> **TASK INSTRUCTIONS**: According to the passage on Sarah Pickering's forgery series, how many years did Shaun Greenhalgh go without being caught?

Sarah Pickering is a British photographer who researches truth versus verisimilitude through the medium of photography, though never manipulating her images. This week, she presents her series about forgeries, “Art & Antiquities”.
“One of the Photography curators from the V&A got in touch with me and told me that I would enjoy the exhibition put on by the Metropolitan Police at the museum. It was an educational show that had all kinds of evidence from the police archive of different sorts of forgeries and there was an area devoted to Shaun Greenhalgh. It was a recent and sensational case because he had spent 19 years without being caught. There was no real investigation into what he and his family were doing during the 19 years so he just carried on and got more and more audacious and indignant about the mechanisms of the art market.

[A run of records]

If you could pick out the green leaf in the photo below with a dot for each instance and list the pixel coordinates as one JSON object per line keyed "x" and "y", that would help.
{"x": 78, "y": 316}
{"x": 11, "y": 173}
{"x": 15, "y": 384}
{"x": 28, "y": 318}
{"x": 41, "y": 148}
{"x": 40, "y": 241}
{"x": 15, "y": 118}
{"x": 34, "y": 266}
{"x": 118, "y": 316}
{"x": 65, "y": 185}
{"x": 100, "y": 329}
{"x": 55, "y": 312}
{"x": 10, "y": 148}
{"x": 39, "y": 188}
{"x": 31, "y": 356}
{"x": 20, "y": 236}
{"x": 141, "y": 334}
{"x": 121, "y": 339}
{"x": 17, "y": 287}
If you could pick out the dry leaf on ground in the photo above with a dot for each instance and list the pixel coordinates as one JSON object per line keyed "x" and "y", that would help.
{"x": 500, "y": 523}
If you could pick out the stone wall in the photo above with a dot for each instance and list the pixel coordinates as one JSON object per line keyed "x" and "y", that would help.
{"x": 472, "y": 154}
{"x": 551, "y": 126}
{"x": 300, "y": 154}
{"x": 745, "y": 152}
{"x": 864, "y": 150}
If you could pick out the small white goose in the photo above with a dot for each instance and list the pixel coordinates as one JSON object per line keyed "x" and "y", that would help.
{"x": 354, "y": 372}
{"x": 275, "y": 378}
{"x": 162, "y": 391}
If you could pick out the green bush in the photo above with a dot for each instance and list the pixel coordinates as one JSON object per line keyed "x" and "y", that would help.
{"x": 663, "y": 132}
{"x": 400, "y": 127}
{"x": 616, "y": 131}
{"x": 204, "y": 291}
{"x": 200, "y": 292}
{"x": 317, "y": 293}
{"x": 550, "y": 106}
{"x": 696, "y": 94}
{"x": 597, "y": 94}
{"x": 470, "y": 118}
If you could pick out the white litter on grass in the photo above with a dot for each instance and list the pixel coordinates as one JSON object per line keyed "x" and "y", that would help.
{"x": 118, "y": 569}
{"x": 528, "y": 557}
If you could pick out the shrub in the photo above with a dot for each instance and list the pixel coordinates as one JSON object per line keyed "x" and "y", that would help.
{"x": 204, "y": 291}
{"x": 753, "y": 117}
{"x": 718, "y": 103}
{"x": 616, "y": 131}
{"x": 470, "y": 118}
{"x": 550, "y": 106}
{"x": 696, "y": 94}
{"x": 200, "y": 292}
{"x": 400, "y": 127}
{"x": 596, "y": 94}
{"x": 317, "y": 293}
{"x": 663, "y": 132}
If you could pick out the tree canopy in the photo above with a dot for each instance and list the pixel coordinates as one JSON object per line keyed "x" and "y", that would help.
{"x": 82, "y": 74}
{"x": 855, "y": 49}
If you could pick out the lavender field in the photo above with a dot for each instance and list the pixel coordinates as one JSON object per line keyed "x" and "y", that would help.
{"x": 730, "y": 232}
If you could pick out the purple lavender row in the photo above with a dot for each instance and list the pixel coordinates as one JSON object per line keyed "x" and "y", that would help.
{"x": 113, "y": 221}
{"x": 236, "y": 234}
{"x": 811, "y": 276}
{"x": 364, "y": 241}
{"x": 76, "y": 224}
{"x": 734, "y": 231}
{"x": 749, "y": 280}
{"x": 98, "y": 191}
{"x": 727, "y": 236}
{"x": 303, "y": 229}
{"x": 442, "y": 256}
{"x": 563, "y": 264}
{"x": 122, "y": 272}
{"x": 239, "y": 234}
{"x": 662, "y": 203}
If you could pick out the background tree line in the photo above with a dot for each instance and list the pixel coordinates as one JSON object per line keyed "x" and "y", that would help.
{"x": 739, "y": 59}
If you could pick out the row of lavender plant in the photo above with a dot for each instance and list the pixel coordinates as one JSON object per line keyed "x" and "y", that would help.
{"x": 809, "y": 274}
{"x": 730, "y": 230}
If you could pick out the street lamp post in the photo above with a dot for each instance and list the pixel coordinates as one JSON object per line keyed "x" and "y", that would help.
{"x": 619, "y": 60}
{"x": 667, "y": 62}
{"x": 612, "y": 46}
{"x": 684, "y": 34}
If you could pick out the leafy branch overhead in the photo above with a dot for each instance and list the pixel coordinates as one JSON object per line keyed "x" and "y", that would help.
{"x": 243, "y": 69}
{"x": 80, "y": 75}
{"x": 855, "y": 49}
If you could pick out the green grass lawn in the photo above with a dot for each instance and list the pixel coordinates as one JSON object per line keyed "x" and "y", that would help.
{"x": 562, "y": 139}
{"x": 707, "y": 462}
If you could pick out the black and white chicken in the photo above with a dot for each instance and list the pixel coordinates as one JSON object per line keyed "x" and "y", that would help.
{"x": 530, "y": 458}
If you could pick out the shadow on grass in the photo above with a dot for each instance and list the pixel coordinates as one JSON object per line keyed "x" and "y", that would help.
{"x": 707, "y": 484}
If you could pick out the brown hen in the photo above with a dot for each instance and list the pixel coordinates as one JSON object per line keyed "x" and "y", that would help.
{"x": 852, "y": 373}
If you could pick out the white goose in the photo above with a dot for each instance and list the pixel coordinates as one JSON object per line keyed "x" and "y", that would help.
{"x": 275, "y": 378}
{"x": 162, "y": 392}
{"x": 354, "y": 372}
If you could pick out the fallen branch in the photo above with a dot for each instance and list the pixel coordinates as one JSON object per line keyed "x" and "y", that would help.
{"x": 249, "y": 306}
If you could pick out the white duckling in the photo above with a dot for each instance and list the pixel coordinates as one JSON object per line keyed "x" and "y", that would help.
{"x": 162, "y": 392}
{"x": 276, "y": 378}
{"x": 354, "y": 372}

> **SOLVED PROBLEM**: 19 years.